Aufgaben
a: Nenne alle fünfstelligen Artikelnummern, die im Forenbeitrag vor den Komponenten stehen.
b: Zitiere bitte aus dem Forenbeitrag die Stelle von „72426 SAMSUNG SATAII“ bis „schwarz bulk (SATA)“.

Quellenauszug
☆ ☆ ☆ ☆ ☆
# Neuer PC -- Zusammenstellen



## oldputz1990 (17. Mai 2007)

Hallo!

Ich kaufe mir jetzt einen neuen PC von
http://ww.e-tec.at

Nun habe ich hier mal folgende Komponenten:

19827 INTEL Core 2 Duo E6300 2x 1,86GHz 2MB 266MHz boxed
http://www.e-tec.at/new/info.php?n=detail&art=19827&edit=0

22375 Mainboard GIGABYTE GA-965P-DS3P
http://www.e-tec.at/new/info.php?n=detail&art=22375&edit=1

72426 SAMSUNG SATAII 250 GB P120S 8MB 7200
http://www.e-tec.at/new/info.php?n=detail&art=72426&edit=7

82840 ASUS EN7600GS HTD Silent PCI-E 256MB
http://www.e-tec.at/new/info.php?n=detail&art=82840&edit=8

20237 DDRAM2 2048MB PC2-800 MDT CL5 TwinPack Box
http://www.e-tec.at/new/info.php?n=detail&art=20237&edit=4

85427 Netzteil be quiet! E5-500W-2.2 Straight Power BQT
http://www.e-tec.at/new/info.php?n=detail&art=85427&edit=5

21901 SAMSUNG SH-D163A schwarz bulk (SATA)
☆ ☆ ☆ ☆ ☆
Datenauszug
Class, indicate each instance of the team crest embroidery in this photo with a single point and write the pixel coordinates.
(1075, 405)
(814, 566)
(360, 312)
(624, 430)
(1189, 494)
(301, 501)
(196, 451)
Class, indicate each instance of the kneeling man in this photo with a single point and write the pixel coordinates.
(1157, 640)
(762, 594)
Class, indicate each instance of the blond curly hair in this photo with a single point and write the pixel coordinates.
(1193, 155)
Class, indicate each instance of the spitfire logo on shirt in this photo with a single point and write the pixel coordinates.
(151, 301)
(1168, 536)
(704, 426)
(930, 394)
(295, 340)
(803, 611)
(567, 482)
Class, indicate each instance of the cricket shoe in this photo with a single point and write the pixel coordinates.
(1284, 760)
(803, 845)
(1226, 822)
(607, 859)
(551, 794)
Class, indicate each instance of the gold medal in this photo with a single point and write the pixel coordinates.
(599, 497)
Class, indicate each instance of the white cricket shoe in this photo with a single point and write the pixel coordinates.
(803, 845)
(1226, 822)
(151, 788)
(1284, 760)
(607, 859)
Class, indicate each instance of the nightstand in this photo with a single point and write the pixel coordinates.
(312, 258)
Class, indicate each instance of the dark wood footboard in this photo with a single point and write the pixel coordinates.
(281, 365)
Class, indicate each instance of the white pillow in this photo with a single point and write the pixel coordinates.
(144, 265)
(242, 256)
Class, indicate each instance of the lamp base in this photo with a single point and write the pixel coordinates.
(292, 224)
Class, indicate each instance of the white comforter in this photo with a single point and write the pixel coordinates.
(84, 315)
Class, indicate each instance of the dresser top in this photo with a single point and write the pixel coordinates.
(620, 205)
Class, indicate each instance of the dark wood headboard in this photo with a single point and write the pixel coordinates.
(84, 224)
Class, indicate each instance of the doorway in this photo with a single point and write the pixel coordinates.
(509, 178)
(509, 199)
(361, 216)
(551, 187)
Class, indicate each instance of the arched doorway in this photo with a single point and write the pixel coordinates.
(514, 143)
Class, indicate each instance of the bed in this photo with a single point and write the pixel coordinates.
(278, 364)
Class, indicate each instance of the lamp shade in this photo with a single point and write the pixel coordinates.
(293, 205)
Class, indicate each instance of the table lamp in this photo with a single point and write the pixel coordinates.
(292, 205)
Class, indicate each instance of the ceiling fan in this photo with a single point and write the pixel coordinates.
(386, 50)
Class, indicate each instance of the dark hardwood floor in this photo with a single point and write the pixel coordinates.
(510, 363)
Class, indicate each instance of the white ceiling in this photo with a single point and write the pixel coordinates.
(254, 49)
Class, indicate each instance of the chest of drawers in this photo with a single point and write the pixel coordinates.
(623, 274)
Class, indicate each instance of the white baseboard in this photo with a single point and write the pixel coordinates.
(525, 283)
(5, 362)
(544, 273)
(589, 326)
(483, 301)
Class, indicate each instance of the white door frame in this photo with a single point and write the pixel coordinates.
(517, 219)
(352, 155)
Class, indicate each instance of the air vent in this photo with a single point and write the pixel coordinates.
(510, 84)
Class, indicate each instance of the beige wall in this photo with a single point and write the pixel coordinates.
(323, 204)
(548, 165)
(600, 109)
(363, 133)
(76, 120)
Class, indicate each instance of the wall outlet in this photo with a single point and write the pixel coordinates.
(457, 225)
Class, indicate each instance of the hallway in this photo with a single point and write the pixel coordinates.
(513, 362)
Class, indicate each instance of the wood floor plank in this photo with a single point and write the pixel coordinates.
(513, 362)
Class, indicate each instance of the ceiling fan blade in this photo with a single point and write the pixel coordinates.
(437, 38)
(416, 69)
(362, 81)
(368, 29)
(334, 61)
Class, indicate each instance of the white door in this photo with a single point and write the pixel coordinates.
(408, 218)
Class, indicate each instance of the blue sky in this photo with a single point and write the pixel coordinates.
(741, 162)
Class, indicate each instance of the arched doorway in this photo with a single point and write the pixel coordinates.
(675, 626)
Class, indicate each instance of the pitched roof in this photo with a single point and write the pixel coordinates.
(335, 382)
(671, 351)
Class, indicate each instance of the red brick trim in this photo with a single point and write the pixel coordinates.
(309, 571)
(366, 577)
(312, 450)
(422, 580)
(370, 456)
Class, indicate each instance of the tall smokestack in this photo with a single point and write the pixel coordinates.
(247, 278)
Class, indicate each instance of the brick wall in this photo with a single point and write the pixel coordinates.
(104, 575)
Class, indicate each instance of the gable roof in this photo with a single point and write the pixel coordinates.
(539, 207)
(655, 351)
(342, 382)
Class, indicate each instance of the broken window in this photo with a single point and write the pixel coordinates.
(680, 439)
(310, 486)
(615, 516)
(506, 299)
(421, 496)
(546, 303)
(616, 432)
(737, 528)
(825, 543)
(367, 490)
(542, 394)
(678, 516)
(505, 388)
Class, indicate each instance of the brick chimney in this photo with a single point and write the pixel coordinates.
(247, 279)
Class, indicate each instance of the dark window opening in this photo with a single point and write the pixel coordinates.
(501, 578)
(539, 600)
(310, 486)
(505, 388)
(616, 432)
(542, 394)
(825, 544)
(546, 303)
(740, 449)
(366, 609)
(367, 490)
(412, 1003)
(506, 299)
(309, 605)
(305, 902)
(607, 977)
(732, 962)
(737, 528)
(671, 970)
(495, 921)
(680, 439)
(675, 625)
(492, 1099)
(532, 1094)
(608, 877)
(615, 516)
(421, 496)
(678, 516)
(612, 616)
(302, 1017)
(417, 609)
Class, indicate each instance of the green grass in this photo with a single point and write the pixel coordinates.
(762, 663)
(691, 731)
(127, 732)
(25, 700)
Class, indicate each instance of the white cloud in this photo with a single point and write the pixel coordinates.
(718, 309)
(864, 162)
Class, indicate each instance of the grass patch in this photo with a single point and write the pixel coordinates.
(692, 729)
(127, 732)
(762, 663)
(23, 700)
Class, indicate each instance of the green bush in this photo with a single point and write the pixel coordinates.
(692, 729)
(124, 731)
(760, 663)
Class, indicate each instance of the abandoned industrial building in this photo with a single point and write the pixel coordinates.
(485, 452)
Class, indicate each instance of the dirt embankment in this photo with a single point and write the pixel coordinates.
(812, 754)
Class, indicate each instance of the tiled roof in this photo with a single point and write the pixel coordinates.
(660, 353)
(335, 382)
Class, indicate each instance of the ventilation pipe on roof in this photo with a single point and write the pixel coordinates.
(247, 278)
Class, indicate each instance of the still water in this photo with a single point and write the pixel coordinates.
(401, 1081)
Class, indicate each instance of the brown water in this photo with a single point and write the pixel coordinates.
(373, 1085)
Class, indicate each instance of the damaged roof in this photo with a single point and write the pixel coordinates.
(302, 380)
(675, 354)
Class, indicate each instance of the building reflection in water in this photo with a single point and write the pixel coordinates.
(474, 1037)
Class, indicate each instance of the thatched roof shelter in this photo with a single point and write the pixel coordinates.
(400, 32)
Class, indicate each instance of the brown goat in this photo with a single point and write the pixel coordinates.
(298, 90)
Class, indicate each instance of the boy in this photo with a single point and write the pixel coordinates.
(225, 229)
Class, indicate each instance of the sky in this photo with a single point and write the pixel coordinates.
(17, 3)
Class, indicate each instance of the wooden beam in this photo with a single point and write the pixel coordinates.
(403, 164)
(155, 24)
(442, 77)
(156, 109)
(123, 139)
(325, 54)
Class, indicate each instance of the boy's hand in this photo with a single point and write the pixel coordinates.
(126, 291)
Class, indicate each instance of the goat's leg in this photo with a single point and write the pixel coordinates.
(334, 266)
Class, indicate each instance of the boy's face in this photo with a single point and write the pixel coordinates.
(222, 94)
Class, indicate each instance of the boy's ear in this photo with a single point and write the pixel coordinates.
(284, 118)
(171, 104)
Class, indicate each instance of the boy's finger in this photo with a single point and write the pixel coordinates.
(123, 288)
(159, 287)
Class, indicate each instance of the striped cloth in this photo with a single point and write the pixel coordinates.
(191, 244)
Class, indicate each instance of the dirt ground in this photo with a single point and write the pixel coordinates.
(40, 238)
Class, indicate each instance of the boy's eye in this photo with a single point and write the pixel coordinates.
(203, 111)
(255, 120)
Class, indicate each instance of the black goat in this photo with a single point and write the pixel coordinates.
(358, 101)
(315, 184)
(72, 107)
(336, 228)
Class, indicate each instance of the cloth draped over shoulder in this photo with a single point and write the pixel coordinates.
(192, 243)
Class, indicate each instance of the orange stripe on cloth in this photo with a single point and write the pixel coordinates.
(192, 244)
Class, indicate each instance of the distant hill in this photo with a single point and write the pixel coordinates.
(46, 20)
☆ ☆ ☆ ☆ ☆
Lösungen
a: 19827, 22375, 72426, 82840, 20237, 85427, 21901

b:
72426 SAMSUNG SATAII 250 GB P120S 8MB 7200
http://www.e-tec.at/new/info.php?n=detail&art=72426&edit=7

82840 ASUS EN7600GS HTD Silent PCI-E 256MB
http://www.e-tec.at/new/info.php?n=detail&art=82840&edit=8

20237 DDRAM2 2048MB PC2-800 MDT CL5 TwinPack Box
http://www.e-tec.at/new/info.php?n=detail&art=20237&edit=4

85427 Netzteil be quiet! E5-500W-2.2 Straight Power BQT
http://www.e-tec.at/new/info.php?n=detail&art=85427&edit=5

21901 SAMSUNG SH-D163A schwarz bulk (SATA)